→ WHAT YOU ARE ASKED TO DO
Rewrite everything from the start of the entries down to the line containing "box: [688, 8, 743, 39]", swapping "rough mask" for "coarse mask" and leaving the rest unchanged.

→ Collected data
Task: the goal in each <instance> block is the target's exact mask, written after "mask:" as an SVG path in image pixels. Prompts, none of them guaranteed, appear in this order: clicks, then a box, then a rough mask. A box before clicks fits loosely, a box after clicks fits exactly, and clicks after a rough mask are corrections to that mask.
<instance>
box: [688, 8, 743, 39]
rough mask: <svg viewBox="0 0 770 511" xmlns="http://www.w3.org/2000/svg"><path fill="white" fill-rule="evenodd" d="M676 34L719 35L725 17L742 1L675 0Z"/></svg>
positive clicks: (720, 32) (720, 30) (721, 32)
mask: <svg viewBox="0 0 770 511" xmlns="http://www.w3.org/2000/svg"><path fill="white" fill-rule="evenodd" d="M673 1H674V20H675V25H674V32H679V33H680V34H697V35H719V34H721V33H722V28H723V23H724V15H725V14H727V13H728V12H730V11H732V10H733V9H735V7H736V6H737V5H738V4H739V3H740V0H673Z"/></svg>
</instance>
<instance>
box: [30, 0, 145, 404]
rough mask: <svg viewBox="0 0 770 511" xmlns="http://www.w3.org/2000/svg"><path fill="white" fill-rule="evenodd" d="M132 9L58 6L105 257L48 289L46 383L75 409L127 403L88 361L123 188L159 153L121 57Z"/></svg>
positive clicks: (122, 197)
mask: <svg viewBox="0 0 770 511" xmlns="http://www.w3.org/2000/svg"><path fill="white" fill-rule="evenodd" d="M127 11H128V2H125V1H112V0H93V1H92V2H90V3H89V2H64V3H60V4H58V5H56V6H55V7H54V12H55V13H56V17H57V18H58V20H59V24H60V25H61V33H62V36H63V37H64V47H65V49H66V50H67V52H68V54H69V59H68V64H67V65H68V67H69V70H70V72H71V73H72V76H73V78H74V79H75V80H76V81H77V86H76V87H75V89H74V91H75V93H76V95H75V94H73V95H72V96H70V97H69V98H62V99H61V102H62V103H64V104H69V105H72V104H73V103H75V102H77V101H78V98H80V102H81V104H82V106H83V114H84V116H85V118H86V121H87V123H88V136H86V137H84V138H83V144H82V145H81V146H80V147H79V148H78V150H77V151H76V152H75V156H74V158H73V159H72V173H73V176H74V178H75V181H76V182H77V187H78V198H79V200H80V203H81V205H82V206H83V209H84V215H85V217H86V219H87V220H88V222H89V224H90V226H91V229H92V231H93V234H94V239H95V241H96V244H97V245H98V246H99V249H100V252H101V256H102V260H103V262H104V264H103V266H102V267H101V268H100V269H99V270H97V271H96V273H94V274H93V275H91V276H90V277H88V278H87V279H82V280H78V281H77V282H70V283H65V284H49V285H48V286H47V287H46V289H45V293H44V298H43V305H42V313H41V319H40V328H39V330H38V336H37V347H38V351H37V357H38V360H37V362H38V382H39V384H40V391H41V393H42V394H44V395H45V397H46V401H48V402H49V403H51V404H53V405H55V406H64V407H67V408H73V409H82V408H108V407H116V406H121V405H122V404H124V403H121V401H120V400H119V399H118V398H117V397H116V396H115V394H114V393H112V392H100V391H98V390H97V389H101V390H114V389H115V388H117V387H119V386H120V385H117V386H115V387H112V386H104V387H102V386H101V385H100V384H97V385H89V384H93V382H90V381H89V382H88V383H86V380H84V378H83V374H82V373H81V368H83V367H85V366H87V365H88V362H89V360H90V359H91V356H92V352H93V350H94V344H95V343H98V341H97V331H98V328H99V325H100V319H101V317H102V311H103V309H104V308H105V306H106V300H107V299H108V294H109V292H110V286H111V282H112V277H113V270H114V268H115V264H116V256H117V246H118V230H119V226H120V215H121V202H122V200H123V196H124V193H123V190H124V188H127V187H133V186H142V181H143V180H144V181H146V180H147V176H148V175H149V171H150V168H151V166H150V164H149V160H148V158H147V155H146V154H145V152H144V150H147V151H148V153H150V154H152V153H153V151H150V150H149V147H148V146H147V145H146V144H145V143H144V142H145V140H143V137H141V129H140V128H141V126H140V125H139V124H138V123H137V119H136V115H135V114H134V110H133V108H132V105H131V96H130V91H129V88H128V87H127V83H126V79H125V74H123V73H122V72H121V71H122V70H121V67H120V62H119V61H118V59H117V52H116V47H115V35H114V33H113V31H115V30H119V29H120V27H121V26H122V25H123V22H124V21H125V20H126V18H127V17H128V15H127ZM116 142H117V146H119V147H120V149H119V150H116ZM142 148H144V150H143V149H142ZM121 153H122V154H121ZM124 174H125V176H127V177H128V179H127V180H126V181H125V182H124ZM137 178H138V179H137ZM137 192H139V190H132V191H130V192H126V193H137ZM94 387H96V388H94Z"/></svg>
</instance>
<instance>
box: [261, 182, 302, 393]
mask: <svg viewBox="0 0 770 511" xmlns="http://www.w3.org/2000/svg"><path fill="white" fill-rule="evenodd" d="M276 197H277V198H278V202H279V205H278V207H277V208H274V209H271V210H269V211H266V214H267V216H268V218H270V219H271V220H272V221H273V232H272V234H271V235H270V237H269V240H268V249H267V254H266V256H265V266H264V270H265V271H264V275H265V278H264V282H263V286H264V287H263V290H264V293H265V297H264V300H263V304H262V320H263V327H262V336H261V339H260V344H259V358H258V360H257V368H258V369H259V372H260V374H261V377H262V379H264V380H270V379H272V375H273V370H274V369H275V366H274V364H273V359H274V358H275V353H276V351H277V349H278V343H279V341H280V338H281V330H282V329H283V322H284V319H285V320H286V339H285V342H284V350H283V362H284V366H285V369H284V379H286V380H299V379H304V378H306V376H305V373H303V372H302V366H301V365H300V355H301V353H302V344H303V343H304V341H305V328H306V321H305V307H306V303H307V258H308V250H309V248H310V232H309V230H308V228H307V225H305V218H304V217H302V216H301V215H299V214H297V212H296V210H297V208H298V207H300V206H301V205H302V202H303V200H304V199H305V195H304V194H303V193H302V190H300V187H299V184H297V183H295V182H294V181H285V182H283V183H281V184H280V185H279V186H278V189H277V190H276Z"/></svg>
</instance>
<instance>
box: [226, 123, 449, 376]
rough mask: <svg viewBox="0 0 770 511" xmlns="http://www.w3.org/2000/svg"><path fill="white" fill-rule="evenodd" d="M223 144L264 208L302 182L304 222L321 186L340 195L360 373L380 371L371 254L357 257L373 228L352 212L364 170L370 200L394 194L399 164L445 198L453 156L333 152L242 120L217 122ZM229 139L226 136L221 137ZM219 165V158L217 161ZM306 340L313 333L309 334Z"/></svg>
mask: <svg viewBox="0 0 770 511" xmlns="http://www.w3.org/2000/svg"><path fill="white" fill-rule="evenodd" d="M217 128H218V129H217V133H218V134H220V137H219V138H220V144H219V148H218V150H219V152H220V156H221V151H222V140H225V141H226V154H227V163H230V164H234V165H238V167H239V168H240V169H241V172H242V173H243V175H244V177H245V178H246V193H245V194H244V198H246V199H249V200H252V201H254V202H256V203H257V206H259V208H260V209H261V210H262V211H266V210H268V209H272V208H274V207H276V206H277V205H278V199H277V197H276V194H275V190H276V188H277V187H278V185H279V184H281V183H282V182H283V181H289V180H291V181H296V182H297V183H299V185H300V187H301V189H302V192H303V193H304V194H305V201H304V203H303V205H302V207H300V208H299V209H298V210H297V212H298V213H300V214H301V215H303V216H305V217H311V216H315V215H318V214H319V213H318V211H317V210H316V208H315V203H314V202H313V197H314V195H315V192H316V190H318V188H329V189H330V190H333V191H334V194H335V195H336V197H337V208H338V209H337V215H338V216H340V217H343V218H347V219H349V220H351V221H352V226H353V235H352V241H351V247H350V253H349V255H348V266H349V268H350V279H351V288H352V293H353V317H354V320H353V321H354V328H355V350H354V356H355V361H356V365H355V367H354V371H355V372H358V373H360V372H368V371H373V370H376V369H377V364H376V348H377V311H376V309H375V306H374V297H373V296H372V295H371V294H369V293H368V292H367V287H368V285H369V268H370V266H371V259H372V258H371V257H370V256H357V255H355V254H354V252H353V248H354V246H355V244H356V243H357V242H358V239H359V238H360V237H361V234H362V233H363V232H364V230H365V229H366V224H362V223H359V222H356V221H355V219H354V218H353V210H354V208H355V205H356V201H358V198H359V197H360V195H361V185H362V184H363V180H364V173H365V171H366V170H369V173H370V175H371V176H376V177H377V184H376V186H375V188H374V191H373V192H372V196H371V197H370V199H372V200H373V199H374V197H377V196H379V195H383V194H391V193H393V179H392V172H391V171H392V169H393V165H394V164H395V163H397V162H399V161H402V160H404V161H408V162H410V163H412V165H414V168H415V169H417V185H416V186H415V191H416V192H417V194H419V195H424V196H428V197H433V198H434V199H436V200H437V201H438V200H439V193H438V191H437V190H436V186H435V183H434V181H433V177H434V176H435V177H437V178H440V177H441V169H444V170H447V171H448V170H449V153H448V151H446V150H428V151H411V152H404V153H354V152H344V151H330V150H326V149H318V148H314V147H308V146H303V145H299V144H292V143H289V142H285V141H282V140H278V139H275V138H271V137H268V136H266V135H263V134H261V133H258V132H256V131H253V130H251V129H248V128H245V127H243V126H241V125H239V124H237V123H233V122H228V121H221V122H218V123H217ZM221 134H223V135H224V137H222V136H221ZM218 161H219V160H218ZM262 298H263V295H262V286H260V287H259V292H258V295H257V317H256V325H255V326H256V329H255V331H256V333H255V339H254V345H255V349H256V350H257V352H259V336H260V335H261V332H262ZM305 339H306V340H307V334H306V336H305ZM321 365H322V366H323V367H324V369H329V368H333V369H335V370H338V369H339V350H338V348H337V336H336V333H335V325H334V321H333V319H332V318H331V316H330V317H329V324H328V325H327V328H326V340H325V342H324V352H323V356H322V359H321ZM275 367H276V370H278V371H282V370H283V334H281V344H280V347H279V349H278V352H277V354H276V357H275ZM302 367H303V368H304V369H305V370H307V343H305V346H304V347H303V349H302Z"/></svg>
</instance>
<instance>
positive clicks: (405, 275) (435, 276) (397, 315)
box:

→ PROBLEM SOLUTION
Task: the goal in each <instance> block is the target's exact mask, written after "mask:" as an SVG path in image pixels. Prompts, none of them guaranteed, appear in this order: clicks, then a box, then a coarse mask. A box before clicks fits loosely, a box after clicks fits exactly, and clicks after a coarse mask are corrections to that mask.
<instance>
box: [688, 8, 743, 39]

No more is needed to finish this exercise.